[[ Task inputs open ]]

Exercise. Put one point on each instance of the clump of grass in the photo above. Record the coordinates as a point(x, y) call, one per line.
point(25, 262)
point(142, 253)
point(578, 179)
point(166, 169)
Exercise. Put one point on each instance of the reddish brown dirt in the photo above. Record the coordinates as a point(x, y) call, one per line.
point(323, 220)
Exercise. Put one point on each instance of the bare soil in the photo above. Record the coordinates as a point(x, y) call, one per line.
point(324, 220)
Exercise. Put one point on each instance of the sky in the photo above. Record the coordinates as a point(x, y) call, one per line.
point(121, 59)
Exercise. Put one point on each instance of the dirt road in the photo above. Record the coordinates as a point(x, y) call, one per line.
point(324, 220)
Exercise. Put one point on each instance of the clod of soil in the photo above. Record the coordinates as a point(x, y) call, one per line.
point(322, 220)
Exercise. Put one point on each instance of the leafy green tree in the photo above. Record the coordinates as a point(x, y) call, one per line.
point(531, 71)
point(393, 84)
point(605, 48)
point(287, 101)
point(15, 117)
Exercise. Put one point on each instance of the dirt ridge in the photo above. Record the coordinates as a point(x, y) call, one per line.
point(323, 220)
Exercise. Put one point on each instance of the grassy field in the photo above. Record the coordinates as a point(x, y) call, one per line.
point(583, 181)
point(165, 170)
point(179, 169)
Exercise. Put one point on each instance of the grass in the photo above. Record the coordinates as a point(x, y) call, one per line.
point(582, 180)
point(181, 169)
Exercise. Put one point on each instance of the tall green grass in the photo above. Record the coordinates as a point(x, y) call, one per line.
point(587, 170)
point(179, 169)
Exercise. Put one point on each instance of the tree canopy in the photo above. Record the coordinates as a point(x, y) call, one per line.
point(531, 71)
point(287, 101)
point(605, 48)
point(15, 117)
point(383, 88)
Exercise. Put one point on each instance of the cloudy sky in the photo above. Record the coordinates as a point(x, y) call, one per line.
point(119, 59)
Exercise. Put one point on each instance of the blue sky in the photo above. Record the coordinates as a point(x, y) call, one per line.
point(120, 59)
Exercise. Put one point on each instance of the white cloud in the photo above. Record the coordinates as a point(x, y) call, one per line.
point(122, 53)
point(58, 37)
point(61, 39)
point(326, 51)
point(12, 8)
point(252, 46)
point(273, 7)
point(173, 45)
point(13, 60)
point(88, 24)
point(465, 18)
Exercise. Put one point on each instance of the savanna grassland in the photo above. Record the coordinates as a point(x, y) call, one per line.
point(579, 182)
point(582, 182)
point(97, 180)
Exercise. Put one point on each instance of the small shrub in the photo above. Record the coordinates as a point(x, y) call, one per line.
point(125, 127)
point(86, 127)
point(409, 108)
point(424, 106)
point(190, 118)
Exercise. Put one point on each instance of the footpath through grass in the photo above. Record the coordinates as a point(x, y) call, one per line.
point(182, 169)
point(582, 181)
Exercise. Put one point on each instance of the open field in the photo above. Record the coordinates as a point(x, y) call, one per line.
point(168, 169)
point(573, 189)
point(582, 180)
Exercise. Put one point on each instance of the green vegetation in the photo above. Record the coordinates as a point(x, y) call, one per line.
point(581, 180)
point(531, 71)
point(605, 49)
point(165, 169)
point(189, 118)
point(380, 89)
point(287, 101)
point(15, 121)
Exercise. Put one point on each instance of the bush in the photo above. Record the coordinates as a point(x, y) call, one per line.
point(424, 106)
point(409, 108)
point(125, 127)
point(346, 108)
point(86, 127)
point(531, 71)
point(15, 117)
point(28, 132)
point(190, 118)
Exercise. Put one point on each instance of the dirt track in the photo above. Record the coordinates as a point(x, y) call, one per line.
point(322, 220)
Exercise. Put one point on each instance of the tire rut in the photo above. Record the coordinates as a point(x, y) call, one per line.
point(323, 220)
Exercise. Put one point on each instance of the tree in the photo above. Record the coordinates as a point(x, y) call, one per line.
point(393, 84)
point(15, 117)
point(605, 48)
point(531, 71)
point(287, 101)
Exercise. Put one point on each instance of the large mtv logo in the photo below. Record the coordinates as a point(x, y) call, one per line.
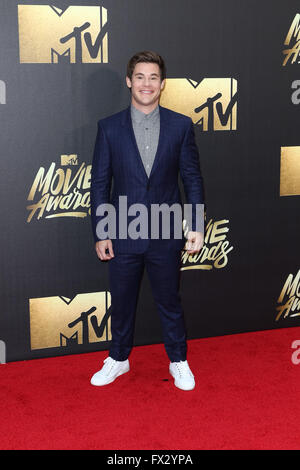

[[ Task inputs closed ]]

● What is expected: Output every entry verbatim but skip the pictures.

● Output of the exercise:
Exercise. Put one point on each instance of the clump of grass in the photo above. Record the coordinates as a point(x, y) call, one per line.
point(25, 262)
point(142, 253)
point(578, 179)
point(166, 169)
Exercise. Put one point on each instance of the reddish brown dirt in the photo above. Record the coordinates as a point(x, y) call, one per line.
point(323, 220)
Exercise. Put one point on each instance of the bare soil in the photo above. Record the coordinates as a point(x, y) call, one per line.
point(324, 220)
Exercise. Put one point on each instance of the sky in the photo above. Record the coordinates as a point(x, y) call, one per line.
point(121, 59)
Exercise. Put one point on each instance of the dirt road in the photo above. Record the coordinates as a point(x, y) call, one per line.
point(324, 220)
Exercise. Put one point on each instance of the clod of soil in the photo above. Record the coordinates as a point(x, y) call, one per line.
point(322, 220)
Exercise. Put one point on each instance of the leafy green tree in the photo above. Record the coordinates as a point(x, y) call, one per line.
point(531, 71)
point(393, 84)
point(605, 48)
point(287, 101)
point(15, 117)
Exercise. Put one point on each instance of the dirt ridge in the photo above. Record the coordinates as a point(x, y) call, one per line.
point(323, 220)
Exercise. Put one point on each instance of the grassy field in the photo above. Record the coordinates as a point(x, y) call, one per line.
point(583, 181)
point(165, 170)
point(179, 169)
Exercise. Put one point on each instance of the grass in the photo above. Record the coordinates as a point(x, y) call, one per line.
point(582, 180)
point(181, 169)
Exercise. Put one point on each instance of the tall green grass in the photo above. Record the coordinates as a point(x, y) call, one per line.
point(587, 170)
point(179, 169)
Exercise. Put one point on each instance of the tree canopy in the photo above. Record the coordinates as a point(x, y) call, one per line.
point(531, 71)
point(287, 101)
point(605, 48)
point(15, 117)
point(383, 88)
Exercise. Put one point on each instance of the cloudy sky in the photo above. Record the coordinates as a point(x, y) call, one per line.
point(119, 59)
Exercise. Put one point on each instance of the blue sky in the photo above. Record the coordinates as a point(x, y) call, one per line.
point(120, 59)
Exercise. Put one point on each instance of the white cloud in the photo above. Record the coordinates as a point(x, y) call, one per line.
point(122, 53)
point(58, 37)
point(61, 39)
point(326, 51)
point(12, 8)
point(252, 46)
point(273, 7)
point(173, 45)
point(13, 60)
point(88, 24)
point(465, 18)
Exercise. Put one point on each instance of the savanna grassland in the photo above. Record the coordinates as a point(x, y) call, one per line.
point(579, 182)
point(582, 182)
point(97, 180)
Exercise. Put one point on each instance of the small shrub in the photo above. Record the coordinates as a point(x, y) call, one per line.
point(125, 127)
point(86, 127)
point(409, 108)
point(424, 106)
point(190, 118)
Exercise. Put one point on each instance of the footpath through grass in the photo above. Record the coordinates as a point(x, y) call, one per line.
point(182, 169)
point(582, 181)
Exercise. Put one point on each instance of the open field in the photo above. Record the coordinates as a point(x, y) call, one per line.
point(168, 169)
point(573, 189)
point(582, 180)
Exercise. Put one point on each instance of the green vegetation in the photo above. Record the coordinates as a point(x, y) call, one per line.
point(581, 180)
point(531, 71)
point(605, 49)
point(165, 169)
point(189, 118)
point(380, 89)
point(287, 101)
point(15, 121)
Exercise. Put one point on each instance of the bush in the photo above. Record the coordinates as a point(x, y) call, one per line.
point(424, 106)
point(409, 108)
point(125, 127)
point(346, 108)
point(86, 127)
point(531, 71)
point(15, 117)
point(28, 132)
point(190, 118)
Exercise. Put one point on each instance of the dirt track in the photo above. Record the coordinates as a point(x, y) call, one per line.
point(322, 220)
Exercise. Put one point on each instance of the tire rut in the photo above. Record the coordinates as a point(x, y) call, one per line.
point(323, 220)
Exercise. Put one point on each instance of the tree in the photo above. Record the coordinates as a point(x, y) call, one per line.
point(393, 84)
point(15, 117)
point(605, 48)
point(531, 71)
point(287, 101)
Exercise. Put one point on each instance of the large mtv logo in the photo below. Record the coordinates as a point(x, y) call, one per line.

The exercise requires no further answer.